**REQUIRED ACTION:**
Produce a copy of every line in the records that holds the string "club".

Referring expression pointing data:
═══

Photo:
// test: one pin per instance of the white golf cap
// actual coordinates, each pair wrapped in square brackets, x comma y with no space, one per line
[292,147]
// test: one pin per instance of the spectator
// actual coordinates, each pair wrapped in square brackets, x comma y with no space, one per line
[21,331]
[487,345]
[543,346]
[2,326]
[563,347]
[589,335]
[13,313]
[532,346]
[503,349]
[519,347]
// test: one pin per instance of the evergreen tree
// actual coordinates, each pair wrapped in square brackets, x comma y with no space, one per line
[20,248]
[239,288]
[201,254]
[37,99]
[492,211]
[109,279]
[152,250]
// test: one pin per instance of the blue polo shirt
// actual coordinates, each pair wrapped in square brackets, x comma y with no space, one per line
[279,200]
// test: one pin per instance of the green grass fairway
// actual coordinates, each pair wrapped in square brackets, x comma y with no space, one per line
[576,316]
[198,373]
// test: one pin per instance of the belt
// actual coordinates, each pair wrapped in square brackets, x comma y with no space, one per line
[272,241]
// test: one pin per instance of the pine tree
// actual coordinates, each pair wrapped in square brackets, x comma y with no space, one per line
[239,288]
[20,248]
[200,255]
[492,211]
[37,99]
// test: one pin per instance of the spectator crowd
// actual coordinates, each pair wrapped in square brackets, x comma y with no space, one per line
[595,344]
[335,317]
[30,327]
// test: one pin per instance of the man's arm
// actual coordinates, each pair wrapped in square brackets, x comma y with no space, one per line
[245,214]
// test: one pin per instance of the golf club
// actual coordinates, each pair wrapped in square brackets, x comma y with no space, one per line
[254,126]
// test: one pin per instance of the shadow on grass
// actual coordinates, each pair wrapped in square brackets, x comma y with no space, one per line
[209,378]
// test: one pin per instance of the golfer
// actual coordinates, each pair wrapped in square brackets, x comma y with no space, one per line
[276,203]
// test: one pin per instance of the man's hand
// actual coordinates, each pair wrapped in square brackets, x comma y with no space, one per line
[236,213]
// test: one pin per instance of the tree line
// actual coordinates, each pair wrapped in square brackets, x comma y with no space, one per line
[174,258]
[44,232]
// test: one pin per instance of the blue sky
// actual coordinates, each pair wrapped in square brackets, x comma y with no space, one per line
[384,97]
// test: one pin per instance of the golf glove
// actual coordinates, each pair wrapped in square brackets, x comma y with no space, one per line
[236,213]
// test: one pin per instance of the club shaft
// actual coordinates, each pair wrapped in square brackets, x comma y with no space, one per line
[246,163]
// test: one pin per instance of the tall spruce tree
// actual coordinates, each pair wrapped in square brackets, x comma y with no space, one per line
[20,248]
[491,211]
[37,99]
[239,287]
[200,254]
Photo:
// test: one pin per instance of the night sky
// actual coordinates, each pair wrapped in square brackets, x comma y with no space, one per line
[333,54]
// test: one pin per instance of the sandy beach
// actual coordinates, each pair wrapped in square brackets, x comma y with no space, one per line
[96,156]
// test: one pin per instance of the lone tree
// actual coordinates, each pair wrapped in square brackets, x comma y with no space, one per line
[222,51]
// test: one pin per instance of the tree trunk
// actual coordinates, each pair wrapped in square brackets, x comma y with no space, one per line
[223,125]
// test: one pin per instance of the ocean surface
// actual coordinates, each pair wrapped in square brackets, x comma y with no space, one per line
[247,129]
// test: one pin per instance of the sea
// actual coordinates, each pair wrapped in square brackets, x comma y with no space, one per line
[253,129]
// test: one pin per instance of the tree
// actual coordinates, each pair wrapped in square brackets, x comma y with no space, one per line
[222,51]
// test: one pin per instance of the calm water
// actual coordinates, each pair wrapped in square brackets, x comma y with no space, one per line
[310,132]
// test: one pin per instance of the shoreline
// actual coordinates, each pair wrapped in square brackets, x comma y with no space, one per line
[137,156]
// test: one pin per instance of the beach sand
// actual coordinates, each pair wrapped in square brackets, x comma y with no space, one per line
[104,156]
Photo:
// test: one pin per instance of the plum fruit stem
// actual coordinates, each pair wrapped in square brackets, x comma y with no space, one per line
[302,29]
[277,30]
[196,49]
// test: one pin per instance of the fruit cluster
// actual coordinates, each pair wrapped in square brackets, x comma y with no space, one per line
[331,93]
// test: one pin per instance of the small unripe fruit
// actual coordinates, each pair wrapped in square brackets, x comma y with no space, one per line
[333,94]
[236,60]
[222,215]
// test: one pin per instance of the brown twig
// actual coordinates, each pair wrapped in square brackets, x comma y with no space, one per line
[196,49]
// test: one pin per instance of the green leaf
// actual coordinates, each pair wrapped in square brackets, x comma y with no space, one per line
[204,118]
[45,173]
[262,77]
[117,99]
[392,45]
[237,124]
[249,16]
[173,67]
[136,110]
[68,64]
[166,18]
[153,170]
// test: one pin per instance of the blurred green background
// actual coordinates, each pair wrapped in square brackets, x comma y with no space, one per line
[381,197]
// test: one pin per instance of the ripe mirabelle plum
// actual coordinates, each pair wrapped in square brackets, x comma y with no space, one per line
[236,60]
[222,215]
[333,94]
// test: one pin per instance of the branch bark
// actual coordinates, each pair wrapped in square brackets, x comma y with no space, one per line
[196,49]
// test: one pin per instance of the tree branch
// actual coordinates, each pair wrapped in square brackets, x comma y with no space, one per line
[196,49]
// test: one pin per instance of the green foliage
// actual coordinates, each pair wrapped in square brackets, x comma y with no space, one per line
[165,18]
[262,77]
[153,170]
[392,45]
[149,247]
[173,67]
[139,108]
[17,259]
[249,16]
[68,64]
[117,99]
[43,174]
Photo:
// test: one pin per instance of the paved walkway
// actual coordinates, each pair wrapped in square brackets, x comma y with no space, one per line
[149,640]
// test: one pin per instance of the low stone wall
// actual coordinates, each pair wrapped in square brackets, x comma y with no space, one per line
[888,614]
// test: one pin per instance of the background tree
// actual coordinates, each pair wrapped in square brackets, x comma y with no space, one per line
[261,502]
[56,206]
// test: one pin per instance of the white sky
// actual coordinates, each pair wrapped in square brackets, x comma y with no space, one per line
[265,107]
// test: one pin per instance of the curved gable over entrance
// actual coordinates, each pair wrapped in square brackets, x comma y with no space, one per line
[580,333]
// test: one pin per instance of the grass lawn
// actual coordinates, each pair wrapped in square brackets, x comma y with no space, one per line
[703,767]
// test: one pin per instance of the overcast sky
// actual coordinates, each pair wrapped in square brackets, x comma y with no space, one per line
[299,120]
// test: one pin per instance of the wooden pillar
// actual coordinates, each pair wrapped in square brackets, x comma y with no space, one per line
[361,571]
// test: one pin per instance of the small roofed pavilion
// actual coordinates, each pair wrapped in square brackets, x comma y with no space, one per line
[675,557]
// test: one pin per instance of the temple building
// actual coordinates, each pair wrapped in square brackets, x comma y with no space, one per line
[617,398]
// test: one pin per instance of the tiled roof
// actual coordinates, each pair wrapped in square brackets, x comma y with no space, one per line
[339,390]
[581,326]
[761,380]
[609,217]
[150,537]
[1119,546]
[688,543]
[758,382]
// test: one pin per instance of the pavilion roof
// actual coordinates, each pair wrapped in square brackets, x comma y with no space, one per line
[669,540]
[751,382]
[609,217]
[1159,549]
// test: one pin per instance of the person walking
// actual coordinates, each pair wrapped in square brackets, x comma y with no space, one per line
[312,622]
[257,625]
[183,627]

═══

**RESULT:**
// test: one pin per instance of the golf club
// test: one pin per instance of the club shaft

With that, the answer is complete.